*PROBLEM TO WORK ON:*
Output every entry exactly as given.

DATA PROVIDED Block Start

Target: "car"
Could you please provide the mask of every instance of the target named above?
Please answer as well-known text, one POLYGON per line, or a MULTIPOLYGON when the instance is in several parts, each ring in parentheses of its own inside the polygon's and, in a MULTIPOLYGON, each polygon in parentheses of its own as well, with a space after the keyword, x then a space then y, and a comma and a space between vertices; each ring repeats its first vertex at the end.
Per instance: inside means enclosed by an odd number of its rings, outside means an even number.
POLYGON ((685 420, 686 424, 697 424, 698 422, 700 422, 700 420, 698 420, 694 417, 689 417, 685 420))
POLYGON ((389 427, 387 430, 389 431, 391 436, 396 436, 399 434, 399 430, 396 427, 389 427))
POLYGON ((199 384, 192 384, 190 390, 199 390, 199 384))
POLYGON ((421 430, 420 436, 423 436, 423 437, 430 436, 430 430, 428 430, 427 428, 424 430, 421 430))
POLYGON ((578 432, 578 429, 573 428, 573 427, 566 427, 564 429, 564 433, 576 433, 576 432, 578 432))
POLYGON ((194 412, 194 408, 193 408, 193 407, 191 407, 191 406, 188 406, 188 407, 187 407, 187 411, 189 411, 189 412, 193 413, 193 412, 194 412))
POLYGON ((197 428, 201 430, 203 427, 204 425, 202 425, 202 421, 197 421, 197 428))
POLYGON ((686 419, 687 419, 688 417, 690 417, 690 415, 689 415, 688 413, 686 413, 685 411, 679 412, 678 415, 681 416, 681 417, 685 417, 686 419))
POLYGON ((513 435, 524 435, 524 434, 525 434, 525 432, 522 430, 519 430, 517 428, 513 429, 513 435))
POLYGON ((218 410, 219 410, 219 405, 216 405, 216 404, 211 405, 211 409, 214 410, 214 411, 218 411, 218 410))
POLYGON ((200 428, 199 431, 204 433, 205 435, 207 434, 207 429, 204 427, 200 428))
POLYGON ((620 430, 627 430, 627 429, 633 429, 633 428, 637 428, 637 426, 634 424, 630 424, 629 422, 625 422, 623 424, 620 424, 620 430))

DATA PROVIDED Block End

*REPLY:*
Target: "car"
Could you please provide the mask of every instance of the target named above?
Please answer as well-known text, one POLYGON per line, or a MULTIPOLYGON when the instance is in several parts, each ring in parentheses of its own inside the polygon's and, in a MULTIPOLYGON, each polygon in parentheses of its own as well, with a space after the keyword, x then a space then y, and a comma and a space between vertices; each ring repeats its first vertex at the end.
Per instance: inside means enclosed by an odd number of its rings, outside means an even number.
POLYGON ((685 420, 686 424, 697 424, 698 422, 700 422, 700 420, 698 420, 694 417, 689 417, 685 420))
POLYGON ((389 427, 387 430, 389 431, 391 436, 396 436, 399 434, 399 430, 396 427, 389 427))
POLYGON ((199 384, 192 384, 190 390, 199 390, 199 384))
POLYGON ((421 430, 420 436, 423 436, 423 437, 430 436, 430 430, 428 430, 427 428, 424 430, 421 430))
POLYGON ((578 432, 578 429, 573 428, 573 427, 566 427, 564 429, 564 433, 576 433, 576 432, 578 432))
POLYGON ((194 412, 194 408, 193 408, 193 407, 191 407, 191 406, 188 406, 188 407, 187 407, 187 411, 189 411, 189 412, 193 413, 193 412, 194 412))
POLYGON ((197 428, 201 430, 203 427, 204 425, 202 425, 202 421, 197 421, 197 428))
POLYGON ((686 419, 687 419, 688 417, 690 417, 690 415, 689 415, 688 413, 686 413, 685 411, 679 412, 678 415, 681 416, 681 417, 685 417, 686 419))
POLYGON ((513 435, 524 435, 524 434, 525 434, 525 432, 522 430, 519 430, 517 428, 513 429, 513 435))
POLYGON ((218 410, 219 410, 219 405, 216 405, 216 404, 211 405, 211 409, 214 410, 214 411, 218 411, 218 410))
POLYGON ((200 428, 199 431, 204 433, 205 435, 207 434, 207 429, 204 427, 200 428))
POLYGON ((620 430, 627 430, 627 429, 633 429, 633 428, 637 428, 637 426, 634 424, 630 424, 629 422, 625 422, 623 424, 620 424, 620 430))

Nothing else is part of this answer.